Scott Adams just presented a proposition that I find brilliant. He claims factual accuracy is a way to connect a truth proposition to validity (in other words, its alignment with reality), but direction, not accuracy, is the best way to present the truth in terms of persuasion.

This is critical in storytelling. I will elaborate later, but right now, this is light-bulb-going-off-in-brain important.

Let's hear from Scott. He discussed this after he talks about the MAD thing (which is interesting in itself--he says if the Deep State ever managed to take out President Trump for real, during the months of processing, Trump, or any Republican who followed him, would guarantee that Hillary Clinton would go to jail).

But that's not nearly as interesting from a philosophical point of view as what follows.

When you think about this idea of direction being vastly more important than factual accuracy for persuading about the truth, you get at the crux of Ayn Rand's entire aesthetics.

Her purpose of writing was to present the ideal human being. This character then be a model for readers to aim at with their own lives. Seeing the model in reality, even if only a projection, would give them what she called "emotional fuel" or "spiritual fuel" to keep going.

#### Exercise:
Print, word for word, the stretch of the excerpt on direction versus accuracy in persuasion that opens with the words "Let's hear from" and closes with "Rand's entire aesthetics.".

#### Stored rows:

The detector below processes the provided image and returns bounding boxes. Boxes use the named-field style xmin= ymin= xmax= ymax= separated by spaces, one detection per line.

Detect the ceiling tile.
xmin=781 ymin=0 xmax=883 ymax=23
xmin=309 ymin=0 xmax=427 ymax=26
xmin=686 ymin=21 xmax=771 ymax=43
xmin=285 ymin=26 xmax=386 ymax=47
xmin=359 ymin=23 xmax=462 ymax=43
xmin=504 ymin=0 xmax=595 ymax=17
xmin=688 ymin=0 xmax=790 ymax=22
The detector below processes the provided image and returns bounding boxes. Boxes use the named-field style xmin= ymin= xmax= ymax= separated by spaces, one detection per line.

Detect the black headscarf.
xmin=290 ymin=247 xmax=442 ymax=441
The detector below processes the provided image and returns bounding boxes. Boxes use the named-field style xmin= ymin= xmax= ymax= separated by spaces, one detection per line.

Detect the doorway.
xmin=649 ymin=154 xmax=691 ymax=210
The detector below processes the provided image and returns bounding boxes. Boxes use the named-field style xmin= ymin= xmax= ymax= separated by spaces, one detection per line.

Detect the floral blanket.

#### Final result:
Let's hear from Scott. He discussed this after he talks about the MAD thing (which is interesting in itself--he says if the Deep State ever managed to take out President Trump for real, during the months of processing, Trump, or any Republican who followed him, would guarantee that Hillary Clinton would go to jail).

But that's not nearly as interesting from a philosophical point of view as what follows.

When you think about this idea of direction being vastly more important than factual accuracy for persuading about the truth, you get at the crux of Ayn Rand's entire aesthetics.